__Records__

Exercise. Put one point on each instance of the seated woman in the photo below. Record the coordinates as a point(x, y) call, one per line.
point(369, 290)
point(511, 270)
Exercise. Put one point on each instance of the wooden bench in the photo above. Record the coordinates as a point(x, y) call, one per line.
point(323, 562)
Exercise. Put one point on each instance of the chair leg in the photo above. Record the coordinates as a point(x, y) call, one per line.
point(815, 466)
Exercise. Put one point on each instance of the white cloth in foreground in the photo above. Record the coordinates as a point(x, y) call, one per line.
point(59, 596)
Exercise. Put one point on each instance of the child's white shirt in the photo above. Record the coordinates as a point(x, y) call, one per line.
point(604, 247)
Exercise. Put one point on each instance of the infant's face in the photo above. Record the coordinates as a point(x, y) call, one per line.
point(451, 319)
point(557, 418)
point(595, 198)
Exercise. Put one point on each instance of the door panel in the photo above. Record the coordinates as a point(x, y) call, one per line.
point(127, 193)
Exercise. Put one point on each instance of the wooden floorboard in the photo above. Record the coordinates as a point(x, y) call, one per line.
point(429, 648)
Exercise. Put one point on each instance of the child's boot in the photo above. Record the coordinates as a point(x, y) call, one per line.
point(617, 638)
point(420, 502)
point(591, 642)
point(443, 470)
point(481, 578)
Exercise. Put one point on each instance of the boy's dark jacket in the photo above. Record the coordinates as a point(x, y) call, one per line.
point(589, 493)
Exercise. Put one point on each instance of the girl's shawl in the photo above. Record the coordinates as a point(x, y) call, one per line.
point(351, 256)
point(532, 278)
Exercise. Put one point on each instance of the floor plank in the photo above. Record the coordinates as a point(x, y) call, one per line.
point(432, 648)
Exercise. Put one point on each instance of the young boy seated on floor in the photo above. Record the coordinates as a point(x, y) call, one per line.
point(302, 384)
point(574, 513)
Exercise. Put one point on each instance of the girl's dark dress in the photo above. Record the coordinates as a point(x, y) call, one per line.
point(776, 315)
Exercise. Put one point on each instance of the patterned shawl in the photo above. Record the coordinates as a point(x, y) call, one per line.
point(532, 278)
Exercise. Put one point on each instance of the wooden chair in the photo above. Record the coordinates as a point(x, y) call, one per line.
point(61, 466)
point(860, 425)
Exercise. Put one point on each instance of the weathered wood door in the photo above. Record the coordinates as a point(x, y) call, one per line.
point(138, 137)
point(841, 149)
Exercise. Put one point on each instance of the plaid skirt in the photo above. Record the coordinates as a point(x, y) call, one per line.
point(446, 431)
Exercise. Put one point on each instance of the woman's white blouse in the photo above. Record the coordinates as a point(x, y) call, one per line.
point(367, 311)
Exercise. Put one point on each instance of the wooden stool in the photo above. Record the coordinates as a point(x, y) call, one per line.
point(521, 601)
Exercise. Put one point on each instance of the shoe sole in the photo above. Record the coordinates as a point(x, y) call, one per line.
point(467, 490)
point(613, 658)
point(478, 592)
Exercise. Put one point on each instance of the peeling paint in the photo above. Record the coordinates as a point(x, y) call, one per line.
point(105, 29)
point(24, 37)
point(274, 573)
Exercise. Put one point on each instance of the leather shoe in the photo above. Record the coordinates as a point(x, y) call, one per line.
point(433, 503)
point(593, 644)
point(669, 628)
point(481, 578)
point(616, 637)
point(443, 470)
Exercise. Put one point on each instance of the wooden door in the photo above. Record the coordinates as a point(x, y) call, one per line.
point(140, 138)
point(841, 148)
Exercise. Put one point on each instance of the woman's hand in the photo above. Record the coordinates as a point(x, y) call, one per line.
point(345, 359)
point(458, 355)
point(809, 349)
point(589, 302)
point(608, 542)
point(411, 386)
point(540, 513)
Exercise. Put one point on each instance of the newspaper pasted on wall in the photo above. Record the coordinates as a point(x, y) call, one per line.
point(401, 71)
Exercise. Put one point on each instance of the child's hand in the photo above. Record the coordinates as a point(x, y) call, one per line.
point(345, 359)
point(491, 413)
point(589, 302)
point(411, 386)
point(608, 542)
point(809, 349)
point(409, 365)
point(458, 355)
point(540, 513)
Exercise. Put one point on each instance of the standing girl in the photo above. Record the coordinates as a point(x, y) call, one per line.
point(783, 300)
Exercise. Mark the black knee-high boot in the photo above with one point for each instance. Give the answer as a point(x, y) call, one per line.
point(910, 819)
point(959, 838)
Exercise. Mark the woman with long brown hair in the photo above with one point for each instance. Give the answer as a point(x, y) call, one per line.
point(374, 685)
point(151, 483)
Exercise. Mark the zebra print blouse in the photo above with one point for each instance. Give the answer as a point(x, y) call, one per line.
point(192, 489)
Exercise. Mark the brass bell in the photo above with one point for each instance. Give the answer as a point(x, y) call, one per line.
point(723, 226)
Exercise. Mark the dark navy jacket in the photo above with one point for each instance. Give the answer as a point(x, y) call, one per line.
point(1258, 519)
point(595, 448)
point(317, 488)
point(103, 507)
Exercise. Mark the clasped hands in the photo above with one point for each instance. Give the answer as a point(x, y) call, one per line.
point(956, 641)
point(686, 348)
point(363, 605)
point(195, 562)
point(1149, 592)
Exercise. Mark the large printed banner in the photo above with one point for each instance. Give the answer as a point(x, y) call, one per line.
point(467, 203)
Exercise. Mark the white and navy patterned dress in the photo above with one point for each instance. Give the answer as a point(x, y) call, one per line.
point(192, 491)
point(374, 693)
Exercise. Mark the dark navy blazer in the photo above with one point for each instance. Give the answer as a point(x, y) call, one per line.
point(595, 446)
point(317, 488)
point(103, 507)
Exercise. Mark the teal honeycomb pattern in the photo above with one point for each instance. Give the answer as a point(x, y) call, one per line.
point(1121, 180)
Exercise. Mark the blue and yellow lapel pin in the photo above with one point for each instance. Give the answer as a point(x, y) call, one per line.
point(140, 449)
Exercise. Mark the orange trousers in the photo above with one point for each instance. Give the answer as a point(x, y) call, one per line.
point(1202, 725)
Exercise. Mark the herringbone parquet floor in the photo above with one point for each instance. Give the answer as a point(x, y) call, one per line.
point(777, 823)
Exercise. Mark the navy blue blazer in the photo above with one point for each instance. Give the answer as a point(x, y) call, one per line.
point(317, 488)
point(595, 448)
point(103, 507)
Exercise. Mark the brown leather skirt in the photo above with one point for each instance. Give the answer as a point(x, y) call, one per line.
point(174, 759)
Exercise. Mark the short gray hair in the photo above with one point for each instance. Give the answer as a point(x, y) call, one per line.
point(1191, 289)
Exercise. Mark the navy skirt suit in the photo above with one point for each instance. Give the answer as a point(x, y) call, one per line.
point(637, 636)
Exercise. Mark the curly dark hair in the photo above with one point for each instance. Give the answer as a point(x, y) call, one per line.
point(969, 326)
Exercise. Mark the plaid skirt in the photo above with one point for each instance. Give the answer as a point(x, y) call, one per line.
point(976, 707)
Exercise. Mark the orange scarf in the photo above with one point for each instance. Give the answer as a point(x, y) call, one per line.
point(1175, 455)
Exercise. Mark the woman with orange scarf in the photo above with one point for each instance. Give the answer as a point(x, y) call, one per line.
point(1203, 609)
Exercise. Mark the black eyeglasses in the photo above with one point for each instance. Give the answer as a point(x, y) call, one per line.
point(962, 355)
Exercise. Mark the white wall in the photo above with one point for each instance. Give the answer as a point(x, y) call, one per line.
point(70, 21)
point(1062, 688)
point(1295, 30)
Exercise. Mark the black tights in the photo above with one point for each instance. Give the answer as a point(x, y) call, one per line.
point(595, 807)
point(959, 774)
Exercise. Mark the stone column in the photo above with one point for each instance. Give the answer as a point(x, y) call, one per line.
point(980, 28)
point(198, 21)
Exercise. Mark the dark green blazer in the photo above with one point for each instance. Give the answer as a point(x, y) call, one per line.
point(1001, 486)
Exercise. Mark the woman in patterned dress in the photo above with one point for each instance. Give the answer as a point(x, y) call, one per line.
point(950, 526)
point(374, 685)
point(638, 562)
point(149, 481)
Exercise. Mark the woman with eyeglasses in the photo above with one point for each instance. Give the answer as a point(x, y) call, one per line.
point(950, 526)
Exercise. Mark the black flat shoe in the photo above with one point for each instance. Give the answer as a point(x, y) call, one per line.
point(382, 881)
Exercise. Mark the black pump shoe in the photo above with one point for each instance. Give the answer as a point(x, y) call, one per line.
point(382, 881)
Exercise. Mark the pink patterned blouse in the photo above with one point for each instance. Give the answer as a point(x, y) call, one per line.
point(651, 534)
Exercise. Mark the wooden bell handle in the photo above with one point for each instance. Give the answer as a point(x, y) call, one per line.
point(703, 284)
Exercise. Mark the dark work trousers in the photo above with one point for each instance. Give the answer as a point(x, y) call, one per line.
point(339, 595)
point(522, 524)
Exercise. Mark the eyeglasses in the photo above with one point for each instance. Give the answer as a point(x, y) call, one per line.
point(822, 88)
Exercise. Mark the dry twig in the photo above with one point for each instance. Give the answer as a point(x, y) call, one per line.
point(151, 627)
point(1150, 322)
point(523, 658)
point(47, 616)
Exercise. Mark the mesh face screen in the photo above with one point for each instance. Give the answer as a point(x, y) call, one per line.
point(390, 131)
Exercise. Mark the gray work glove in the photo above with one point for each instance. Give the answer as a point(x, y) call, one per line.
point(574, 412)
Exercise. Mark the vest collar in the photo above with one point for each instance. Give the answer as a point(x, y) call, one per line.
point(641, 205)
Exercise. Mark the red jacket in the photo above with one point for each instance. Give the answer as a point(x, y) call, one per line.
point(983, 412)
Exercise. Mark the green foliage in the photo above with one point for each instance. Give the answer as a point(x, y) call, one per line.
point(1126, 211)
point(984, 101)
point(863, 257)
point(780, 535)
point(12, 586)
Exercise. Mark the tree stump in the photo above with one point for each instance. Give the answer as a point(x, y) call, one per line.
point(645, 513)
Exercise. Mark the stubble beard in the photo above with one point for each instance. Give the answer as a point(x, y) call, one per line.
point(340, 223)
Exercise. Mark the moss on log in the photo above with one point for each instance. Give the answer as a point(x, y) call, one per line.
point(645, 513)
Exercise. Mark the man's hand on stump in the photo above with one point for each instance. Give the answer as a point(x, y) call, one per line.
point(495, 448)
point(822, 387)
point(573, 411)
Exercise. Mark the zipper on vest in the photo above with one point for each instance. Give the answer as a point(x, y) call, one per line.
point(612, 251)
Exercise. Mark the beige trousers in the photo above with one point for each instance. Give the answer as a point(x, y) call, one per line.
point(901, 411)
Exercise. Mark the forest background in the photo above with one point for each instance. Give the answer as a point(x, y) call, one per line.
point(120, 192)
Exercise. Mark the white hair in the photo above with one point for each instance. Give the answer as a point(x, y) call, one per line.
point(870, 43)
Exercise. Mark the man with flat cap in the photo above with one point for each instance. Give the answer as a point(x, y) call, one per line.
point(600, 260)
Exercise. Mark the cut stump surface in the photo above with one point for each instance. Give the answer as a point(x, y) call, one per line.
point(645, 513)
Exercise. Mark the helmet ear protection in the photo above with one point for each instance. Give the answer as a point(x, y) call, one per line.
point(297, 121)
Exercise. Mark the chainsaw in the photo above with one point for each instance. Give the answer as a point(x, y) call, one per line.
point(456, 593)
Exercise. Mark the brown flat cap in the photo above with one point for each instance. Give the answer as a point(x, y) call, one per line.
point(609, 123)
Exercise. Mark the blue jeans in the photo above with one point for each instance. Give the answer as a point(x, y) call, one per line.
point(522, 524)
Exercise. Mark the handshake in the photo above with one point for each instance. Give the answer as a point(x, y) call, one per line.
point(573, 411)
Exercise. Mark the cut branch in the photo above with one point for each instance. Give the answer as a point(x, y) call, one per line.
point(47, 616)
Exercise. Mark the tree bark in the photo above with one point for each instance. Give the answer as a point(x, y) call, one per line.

__Work request__
Could you output exactly the lines from the one containing "Exercise. Mark the handshake" to the end of the entries above, both included, and no others?

__Completed exercise__
Exercise. Mark the handshake in the photo above with one point for each instance. Give the answer as a point(x, y) call, one per line.
point(573, 411)
Exercise. Mark the cut branch in the photo above with one point for each instance. Give the answer as a point(x, y) call, one per line.
point(47, 616)
Exercise. Mark the tree bark in the photo above with one point for each instance. Give the answer as a point(x, y) call, one per line.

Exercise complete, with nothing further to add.